*Goal*
Rewrite the data below as a numbered list, one line per item, with blank lines left out. Omit the picture markers from your list.

Pointing and labeling entries

·····

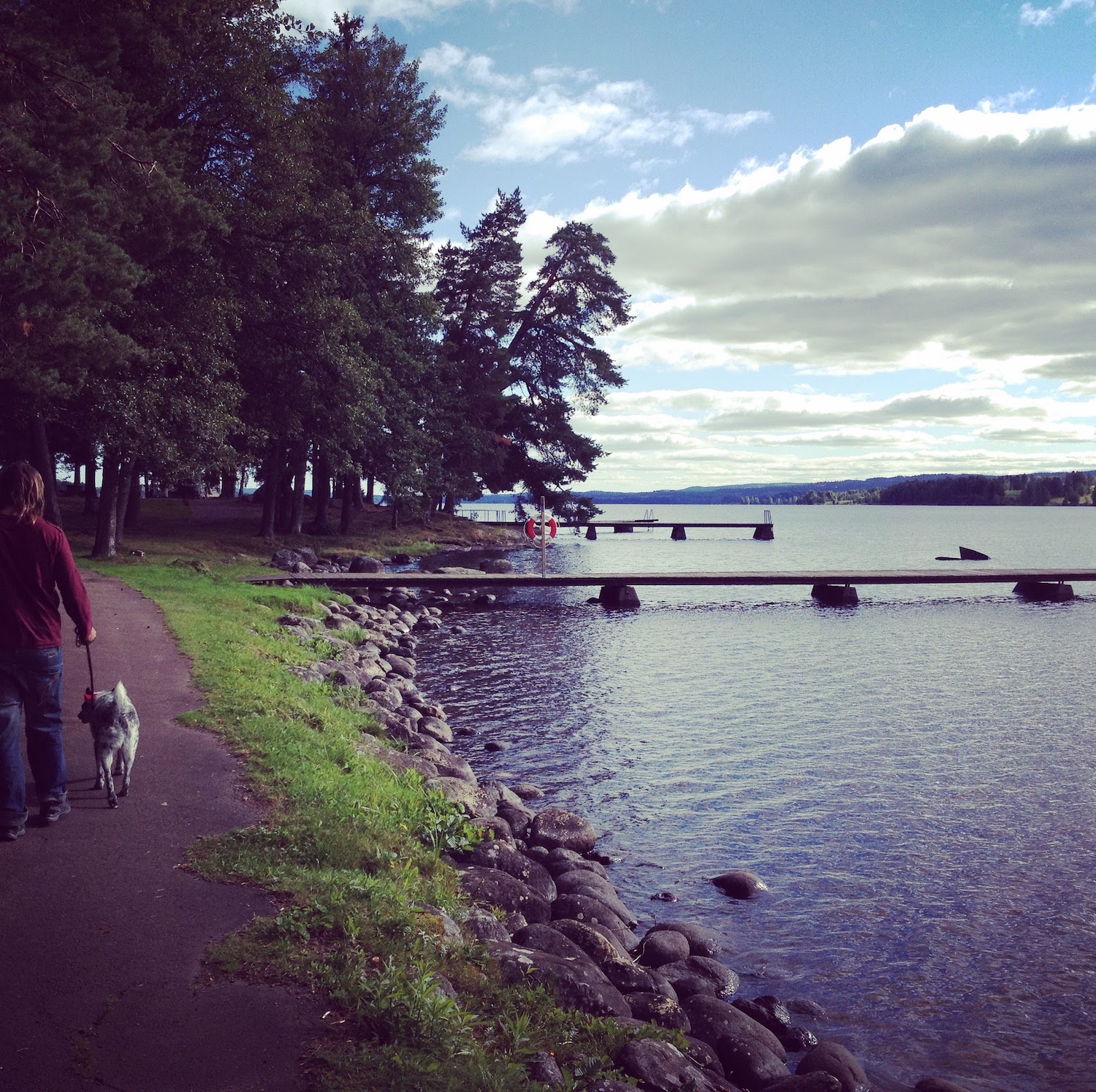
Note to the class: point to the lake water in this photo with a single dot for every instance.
(914, 779)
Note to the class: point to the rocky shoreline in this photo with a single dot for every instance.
(543, 901)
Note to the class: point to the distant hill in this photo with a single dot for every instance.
(1043, 488)
(753, 493)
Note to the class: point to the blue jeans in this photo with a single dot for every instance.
(31, 682)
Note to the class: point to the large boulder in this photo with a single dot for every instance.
(740, 884)
(457, 791)
(493, 887)
(837, 1061)
(657, 1009)
(579, 882)
(589, 909)
(600, 943)
(701, 974)
(482, 925)
(546, 939)
(499, 855)
(576, 984)
(664, 947)
(701, 941)
(557, 828)
(714, 1020)
(808, 1083)
(566, 860)
(660, 1066)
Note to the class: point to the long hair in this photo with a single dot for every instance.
(22, 491)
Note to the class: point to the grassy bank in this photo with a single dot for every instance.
(348, 847)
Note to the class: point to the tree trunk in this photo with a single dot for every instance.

·····

*Result of this task*
1. Note to the class: point to the lake water in this photo with a single dot for every instance.
2. (914, 779)
3. Note to the class: point to the rocky shoreline in this photo with a single dot for every instance.
4. (543, 901)
5. Note to the class: point to the distant hill in this photo with a single dot for every instance.
6. (1043, 488)
7. (753, 493)
8. Note to the class: point to the blue jeans in this photo with a single dot for every instance.
9. (31, 682)
10. Note to the class: point to the large boulder in this photo with a single dot for every instance.
11. (740, 884)
12. (457, 791)
13. (493, 887)
14. (837, 1061)
15. (657, 1009)
16. (579, 882)
17. (589, 909)
18. (600, 943)
19. (701, 974)
20. (482, 925)
21. (546, 939)
22. (499, 855)
23. (576, 984)
24. (664, 947)
25. (701, 941)
26. (557, 828)
27. (714, 1020)
28. (808, 1083)
29. (566, 860)
30. (660, 1066)
31. Note to the class: point to the long hair in this photo with a single dot for every instance.
32. (22, 491)
33. Note to the class: point to the grassy bank in this photo with a single dot for every instance.
34. (348, 847)
35. Note to the class: point to the tree trunk in this photo with a single dot for every instance.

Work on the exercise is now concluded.